**Set problem 1**
Rewrite the stretch from "It’s hard to" through "his arrest warrant.)" in the text on Andrew Jackson and central banking, putting "campaign machine" in place of "electioneering engine".

**Text extract**
[Begin]

Posted on 12/23/2013 3:22:13 PM PST by BfloGuy

It is little wonder that early Democrats garnered such popular support and would demand Andrew Jackson end America’s experiment with central banking. Jackson called it “dangerous to the liberty of the American people because it represented a fantastic centralization of economic and political power under private control.”

It’s hard to believe that guy who said that is now on the $20 bill.

Jackson also warned that the Bank of the United States was “a vast electioneering engine” that could “control the Government and change its character.” These sentiments were echoed by Roger Taney, Jackson’s Treasury Secretary, who talked of the Bank's “corrupting influence” and ability to “influence elections.” (The Whigs would later get revenge on this future chief justice when Abraham Lincoln, in response to a written opinion with which he disagreed, issued his arrest warrant.)

But the courtship between the political classes and their cronies would continue in the decades following Lincoln’s assassination. Those politically well-connected groups that benefited from early central banking continued to benefit from government finance, especially off of “internal improvements,” which is the nineteenth-century term for pork. National banking would appear during the War Between the States, setting in place a banking system in which individual banks would be chartered by the federal government. The government itself would use regulations backed by a new armed U.S. Treasury police force to encourage the banks’ inflation and protect them from the market penalties that inflation would otherwise bring them, such as the loss of specie and the occurrence of bank runs.

[End]

**Set problem 2**
Find each line in the records below that contains the string "face", matching case exactly, and copy those lines.

**Records supplied**
[Begin]

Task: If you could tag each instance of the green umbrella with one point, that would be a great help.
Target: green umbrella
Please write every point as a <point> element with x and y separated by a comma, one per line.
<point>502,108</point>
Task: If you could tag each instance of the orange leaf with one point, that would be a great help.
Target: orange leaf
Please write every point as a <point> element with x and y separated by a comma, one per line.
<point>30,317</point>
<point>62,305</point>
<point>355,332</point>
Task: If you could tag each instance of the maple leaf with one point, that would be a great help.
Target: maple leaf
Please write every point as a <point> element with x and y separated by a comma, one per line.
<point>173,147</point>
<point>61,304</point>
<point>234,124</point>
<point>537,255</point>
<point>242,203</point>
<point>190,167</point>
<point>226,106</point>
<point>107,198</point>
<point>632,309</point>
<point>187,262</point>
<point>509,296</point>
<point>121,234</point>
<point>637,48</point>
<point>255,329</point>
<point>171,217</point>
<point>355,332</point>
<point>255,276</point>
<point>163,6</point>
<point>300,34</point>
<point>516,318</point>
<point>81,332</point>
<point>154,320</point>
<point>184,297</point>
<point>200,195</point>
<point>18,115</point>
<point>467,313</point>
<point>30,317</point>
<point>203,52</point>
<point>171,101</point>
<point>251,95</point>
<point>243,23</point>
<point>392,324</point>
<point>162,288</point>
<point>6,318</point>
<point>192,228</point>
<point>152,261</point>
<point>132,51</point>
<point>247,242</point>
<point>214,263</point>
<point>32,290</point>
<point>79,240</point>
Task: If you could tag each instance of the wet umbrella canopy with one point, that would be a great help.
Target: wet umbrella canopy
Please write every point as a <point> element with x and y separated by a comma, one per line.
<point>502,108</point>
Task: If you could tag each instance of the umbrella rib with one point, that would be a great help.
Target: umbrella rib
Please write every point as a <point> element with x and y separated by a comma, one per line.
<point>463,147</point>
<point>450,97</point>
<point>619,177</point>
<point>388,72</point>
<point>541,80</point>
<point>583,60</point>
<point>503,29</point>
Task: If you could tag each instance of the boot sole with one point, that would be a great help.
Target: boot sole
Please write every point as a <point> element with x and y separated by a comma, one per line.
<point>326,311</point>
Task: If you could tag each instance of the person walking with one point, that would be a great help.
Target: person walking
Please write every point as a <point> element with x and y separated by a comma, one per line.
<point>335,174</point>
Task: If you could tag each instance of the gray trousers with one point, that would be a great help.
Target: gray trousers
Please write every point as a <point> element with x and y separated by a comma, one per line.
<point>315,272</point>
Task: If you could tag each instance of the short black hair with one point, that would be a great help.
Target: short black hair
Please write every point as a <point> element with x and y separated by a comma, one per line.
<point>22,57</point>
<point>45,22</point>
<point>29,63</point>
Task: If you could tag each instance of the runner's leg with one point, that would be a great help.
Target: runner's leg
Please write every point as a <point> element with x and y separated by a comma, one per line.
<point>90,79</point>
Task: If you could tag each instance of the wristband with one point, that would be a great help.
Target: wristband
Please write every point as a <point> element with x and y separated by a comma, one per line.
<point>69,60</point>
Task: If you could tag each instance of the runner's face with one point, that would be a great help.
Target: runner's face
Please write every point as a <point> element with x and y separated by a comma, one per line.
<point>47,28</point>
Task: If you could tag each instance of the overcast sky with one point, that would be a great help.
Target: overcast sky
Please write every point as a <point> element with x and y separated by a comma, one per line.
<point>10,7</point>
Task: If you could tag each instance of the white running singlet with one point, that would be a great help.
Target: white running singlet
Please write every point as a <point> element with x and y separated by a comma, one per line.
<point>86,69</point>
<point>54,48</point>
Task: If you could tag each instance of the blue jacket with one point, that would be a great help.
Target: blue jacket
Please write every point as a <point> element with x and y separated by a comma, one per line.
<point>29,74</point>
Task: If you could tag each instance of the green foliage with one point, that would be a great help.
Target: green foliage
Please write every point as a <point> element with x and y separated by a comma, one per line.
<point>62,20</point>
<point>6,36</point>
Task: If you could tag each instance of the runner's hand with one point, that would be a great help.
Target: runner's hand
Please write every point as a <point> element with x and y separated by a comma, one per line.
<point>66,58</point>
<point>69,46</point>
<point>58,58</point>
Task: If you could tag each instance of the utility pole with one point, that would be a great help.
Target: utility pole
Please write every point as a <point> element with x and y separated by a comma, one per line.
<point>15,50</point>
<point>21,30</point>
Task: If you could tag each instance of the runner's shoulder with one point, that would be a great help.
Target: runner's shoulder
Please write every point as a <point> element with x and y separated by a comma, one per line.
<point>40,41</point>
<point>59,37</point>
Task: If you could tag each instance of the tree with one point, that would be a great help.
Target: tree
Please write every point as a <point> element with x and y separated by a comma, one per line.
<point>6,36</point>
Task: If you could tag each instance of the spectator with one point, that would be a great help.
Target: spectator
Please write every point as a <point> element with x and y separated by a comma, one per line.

[End]

**Worked solution 1**
It’s hard to believe that guy who said that is now on the $20 bill.

Jackson also warned that the Bank of the United States was “a vast campaign machine” that could “control the Government and change its character.” These sentiments were echoed by Roger Taney, Jackson’s Treasury Secretary, who talked of the Bank's “corrupting influence” and ability to “influence elections.” (The Whigs would later get revenge on this future chief justice when Abraham Lincoln, in response to a written opinion with which he disagreed, issued his arrest warrant.)

**Worked solution 2**
Task: If you could tag each instance of the runner's face with one point, that would be a great help.
Target: runner's face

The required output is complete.